OBJECTIVE: Identify the line that contains "Inventory request — confirm whether any wooden facade" in the material. Output it and every line after it, unchanged, through the end.

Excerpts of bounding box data

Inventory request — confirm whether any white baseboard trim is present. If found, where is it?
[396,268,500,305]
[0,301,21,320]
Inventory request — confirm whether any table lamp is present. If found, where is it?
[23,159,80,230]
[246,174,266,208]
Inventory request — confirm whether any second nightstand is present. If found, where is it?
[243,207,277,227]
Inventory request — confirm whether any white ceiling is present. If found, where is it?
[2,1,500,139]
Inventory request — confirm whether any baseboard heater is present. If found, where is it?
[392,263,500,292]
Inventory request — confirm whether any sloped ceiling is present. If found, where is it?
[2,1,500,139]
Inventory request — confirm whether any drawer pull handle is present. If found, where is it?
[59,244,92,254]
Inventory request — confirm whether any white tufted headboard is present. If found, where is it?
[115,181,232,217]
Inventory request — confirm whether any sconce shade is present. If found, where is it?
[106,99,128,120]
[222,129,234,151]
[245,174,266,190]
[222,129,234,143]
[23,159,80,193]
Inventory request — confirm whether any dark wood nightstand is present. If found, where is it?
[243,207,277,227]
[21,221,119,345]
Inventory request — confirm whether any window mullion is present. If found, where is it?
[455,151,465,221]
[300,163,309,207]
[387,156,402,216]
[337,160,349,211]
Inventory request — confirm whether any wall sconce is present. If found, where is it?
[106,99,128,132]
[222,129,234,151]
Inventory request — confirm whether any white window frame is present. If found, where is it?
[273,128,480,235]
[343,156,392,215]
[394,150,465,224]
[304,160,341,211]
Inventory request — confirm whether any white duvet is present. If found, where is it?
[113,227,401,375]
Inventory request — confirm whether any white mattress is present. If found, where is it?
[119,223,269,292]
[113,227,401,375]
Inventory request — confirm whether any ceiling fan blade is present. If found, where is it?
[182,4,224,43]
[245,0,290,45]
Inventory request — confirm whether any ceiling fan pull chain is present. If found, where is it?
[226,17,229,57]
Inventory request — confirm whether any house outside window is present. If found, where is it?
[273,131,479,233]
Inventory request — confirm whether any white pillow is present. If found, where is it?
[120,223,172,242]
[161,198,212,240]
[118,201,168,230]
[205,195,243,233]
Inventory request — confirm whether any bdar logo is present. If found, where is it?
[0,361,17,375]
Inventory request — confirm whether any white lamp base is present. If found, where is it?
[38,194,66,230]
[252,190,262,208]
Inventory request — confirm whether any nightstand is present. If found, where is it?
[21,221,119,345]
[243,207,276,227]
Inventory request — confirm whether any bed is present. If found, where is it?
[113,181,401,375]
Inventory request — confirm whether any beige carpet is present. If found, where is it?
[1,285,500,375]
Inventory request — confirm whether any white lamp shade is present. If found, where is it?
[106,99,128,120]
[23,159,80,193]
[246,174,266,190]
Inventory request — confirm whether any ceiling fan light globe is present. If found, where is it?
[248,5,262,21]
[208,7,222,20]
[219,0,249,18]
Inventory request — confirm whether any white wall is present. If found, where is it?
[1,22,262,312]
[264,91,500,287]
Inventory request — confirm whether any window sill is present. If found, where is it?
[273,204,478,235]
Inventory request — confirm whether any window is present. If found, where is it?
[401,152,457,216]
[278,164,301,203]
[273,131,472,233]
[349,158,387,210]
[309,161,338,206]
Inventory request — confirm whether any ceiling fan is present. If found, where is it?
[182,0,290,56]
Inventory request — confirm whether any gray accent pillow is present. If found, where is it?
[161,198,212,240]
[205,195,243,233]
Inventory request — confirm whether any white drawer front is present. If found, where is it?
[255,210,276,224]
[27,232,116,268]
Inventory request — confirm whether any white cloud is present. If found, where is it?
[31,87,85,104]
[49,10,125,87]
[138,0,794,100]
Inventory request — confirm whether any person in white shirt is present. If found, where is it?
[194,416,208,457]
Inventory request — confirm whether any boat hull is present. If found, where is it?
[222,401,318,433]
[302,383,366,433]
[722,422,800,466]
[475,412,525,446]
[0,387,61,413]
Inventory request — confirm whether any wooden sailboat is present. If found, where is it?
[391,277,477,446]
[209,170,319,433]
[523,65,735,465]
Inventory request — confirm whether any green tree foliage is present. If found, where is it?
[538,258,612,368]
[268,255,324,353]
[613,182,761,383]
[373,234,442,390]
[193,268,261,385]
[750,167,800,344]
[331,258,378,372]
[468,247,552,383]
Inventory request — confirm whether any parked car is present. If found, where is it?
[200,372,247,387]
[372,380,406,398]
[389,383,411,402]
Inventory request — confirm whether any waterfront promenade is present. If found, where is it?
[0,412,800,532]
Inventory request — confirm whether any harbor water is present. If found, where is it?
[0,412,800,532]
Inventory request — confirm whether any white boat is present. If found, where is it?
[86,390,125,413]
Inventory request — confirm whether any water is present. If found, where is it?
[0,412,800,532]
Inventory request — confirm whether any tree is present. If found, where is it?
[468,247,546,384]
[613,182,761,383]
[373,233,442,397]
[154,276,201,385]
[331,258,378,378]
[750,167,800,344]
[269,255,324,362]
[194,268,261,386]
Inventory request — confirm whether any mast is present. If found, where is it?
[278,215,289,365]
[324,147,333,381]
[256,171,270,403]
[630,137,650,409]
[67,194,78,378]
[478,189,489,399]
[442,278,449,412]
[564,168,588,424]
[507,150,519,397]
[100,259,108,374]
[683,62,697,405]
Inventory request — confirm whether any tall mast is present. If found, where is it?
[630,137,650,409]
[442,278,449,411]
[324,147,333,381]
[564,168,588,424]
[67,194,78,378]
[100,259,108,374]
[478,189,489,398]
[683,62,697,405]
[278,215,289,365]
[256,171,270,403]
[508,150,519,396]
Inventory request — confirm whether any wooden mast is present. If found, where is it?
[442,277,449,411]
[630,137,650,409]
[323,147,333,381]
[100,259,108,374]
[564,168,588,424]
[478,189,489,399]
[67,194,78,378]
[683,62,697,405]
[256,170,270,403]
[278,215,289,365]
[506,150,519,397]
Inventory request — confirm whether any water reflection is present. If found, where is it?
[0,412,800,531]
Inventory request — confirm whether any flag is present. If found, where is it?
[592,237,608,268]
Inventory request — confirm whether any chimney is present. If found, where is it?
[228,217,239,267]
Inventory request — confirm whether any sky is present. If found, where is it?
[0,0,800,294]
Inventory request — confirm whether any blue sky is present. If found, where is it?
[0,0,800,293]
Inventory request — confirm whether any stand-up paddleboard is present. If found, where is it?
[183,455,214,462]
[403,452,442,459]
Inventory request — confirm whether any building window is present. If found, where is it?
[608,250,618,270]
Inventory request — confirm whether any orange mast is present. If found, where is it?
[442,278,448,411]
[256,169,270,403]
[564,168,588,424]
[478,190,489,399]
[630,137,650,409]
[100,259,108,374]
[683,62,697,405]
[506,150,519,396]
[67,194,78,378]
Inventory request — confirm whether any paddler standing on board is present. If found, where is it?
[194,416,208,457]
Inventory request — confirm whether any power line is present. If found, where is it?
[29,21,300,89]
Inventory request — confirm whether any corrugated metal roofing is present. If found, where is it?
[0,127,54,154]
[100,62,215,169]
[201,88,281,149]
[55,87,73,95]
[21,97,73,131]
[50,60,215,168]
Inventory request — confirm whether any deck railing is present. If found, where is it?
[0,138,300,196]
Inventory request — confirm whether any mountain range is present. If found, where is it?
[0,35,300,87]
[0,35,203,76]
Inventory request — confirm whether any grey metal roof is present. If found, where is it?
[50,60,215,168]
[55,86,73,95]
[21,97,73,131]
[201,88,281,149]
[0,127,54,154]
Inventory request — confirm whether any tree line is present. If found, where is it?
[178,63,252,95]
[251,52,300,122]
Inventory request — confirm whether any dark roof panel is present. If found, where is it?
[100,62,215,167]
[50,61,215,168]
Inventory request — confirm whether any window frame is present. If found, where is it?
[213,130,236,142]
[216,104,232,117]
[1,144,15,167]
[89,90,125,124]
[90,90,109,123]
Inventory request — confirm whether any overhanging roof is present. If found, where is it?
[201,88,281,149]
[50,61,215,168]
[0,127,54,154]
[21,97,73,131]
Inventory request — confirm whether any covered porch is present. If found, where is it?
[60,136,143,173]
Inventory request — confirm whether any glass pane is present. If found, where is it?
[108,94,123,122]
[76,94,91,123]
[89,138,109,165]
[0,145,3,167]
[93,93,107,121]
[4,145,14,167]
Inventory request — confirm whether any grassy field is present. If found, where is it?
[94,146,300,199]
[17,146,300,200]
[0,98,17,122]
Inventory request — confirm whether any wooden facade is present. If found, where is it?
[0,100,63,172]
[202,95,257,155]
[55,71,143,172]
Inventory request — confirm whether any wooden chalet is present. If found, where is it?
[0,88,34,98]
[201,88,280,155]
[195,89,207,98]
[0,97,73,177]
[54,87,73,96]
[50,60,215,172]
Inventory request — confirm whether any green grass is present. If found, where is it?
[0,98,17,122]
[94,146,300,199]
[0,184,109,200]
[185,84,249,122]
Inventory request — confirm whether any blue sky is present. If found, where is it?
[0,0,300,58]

TASK OUTPUT:
Inventory request — confirm whether any wooden facade is present. If found, where is it?
[0,100,63,172]
[202,95,257,155]
[55,71,143,172]
Inventory request — confirm whether any wooden chalet is present. If found, where is it?
[0,88,34,98]
[201,88,280,155]
[195,89,207,98]
[0,97,73,177]
[54,87,73,96]
[50,60,215,172]
Inventory request — confirm whether any green grass is present. If found, where is it?
[0,98,17,122]
[94,146,300,199]
[0,184,109,200]
[185,84,249,122]
Inventory request — confirm whether any blue sky is present. If found, where is it?
[0,0,300,58]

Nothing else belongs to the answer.